╔══

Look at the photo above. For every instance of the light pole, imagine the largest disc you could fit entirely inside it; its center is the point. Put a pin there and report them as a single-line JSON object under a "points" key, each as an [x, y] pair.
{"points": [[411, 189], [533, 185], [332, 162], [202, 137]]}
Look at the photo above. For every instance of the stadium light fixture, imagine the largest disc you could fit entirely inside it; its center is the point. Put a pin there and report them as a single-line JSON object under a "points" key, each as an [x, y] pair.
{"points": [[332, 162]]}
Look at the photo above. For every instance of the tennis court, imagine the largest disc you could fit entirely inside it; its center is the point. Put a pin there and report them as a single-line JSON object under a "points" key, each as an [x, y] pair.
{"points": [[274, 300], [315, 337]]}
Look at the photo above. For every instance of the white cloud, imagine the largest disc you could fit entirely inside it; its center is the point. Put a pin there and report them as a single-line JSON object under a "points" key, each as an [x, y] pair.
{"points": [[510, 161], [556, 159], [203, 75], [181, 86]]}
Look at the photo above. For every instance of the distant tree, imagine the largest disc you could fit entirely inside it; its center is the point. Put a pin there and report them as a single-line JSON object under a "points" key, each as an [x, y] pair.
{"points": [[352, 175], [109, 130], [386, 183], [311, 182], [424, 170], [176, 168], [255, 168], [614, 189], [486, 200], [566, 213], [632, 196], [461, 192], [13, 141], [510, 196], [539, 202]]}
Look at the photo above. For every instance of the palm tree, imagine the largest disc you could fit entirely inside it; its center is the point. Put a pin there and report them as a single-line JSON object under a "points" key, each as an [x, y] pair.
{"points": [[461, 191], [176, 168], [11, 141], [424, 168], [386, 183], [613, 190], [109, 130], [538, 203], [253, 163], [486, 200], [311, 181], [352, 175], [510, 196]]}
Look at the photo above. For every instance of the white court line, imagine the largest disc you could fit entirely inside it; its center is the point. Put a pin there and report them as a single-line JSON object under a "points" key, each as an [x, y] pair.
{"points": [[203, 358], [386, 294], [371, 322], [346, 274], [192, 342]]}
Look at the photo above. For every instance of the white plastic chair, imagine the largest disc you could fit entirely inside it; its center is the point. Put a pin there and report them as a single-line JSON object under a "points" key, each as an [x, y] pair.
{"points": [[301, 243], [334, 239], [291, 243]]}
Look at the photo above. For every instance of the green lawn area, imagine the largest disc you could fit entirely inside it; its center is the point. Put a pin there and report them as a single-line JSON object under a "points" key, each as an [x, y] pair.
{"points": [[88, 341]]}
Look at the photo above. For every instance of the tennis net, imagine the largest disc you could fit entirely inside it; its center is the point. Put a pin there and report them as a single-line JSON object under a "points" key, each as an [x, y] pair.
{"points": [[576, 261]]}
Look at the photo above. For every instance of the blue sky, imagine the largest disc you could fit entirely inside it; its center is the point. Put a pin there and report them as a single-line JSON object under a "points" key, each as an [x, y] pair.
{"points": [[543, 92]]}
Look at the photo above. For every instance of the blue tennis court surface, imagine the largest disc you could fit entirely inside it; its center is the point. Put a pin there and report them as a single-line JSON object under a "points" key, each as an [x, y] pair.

╚══

» **What this task involves**: Please format the listing above as a JSON list of strings, one string per line, with blank lines omitted.

» **Full answer**:
[
  "Look at the photo above. For every instance of the light pole, imagine the largest disc you could fit entirely inside it; its center is the point. Put a pin there and report them as a single-line JSON object under a \"points\" key, each as an [x, y] pair.",
  "{\"points\": [[411, 189], [533, 185], [332, 162], [202, 137]]}",
  "Look at the photo above. For every instance of the stadium light fixture, imagine the largest disc you could fit entirely inside it; its center is the point. Put a pin there and report them as a single-line JSON object under a \"points\" key, each as an [x, y] pair.",
  "{\"points\": [[332, 162]]}",
  "Look at the photo above. For every instance of the tennis court, imagine the largest disc you could fit entirely inside it; its center is the point. Put a pin there and report them as a single-line JSON object under a \"points\" key, each as an [x, y] pair.",
  "{\"points\": [[274, 300], [315, 337]]}",
  "Look at the photo above. For every instance of the white cloud, imagine the largest disc you could fit entirely inside it; its center is the point. Put a pin there and report them as a single-line JSON object under a \"points\" key, each as an [x, y] pair.",
  "{\"points\": [[510, 161], [556, 159], [203, 75], [181, 86]]}",
  "Look at the photo above. For every instance of the distant tree, imagine the largest disc you could fit entirely inside it; its center is the point. Put a pin there and report them as a single-line JSON object under a \"points\" key, each as an [x, y] pair.",
  "{\"points\": [[352, 175], [109, 130], [386, 183], [311, 182], [424, 170], [176, 168], [255, 168], [614, 189], [486, 200], [566, 213], [632, 196], [461, 192], [13, 141], [510, 196], [539, 202]]}",
  "Look at the photo above. For every instance of the palm tree, imagine the largest disc you could fit entirely inside it; its center is the point. Put a pin there and report them as a single-line JSON object under a \"points\" key, each as an [x, y] pair.",
  "{\"points\": [[461, 191], [176, 168], [11, 141], [424, 168], [386, 183], [613, 190], [109, 130], [538, 203], [253, 163], [486, 200], [311, 181], [352, 175], [510, 196]]}",
  "Look at the photo above. For every instance of the white court line, imagine the largest disc you could fit entirely inside it; its center is the point. Put a pin there and report them as a single-line JSON object under a \"points\" key, each as an [x, y] pair.",
  "{\"points\": [[203, 358], [386, 294], [371, 322], [346, 274], [192, 342]]}",
  "Look at the photo above. For every instance of the white plastic chair, imagine the largest disc you could fit entirely inside it; its center is the point. Put a pin there and report them as a single-line JSON object under a \"points\" key, each as an [x, y] pair.",
  "{\"points\": [[301, 243], [334, 239], [291, 243]]}",
  "Look at the photo above. For every instance of the green lawn area, imagine the largest disc you could fit entirely inside it; its center is the point. Put a pin there and report them as a single-line JSON object under a \"points\" key, each as an [x, y] pair.",
  "{\"points\": [[88, 341]]}",
  "Look at the photo above. For every instance of the tennis net, imagine the largest disc you could fit entirely inside it; its center is the point. Put a pin there and report them as a single-line JSON object under a \"points\" key, each as an [x, y] pair.",
  "{\"points\": [[576, 261]]}",
  "Look at the photo above. For every instance of the blue sky, imagine the largest disc you could fit entirely inside it; its center is the point. Put a pin there and report them as a single-line JSON object under a \"points\" key, each as an [x, y] pair.",
  "{\"points\": [[543, 92]]}",
  "Look at the photo above. For every instance of the blue tennis court surface, imagine the largest disc you could fit entirely inside it; its center is the point. Put a pin there and report them as a single-line JSON object under a \"points\" key, each as an [x, y] pair."
]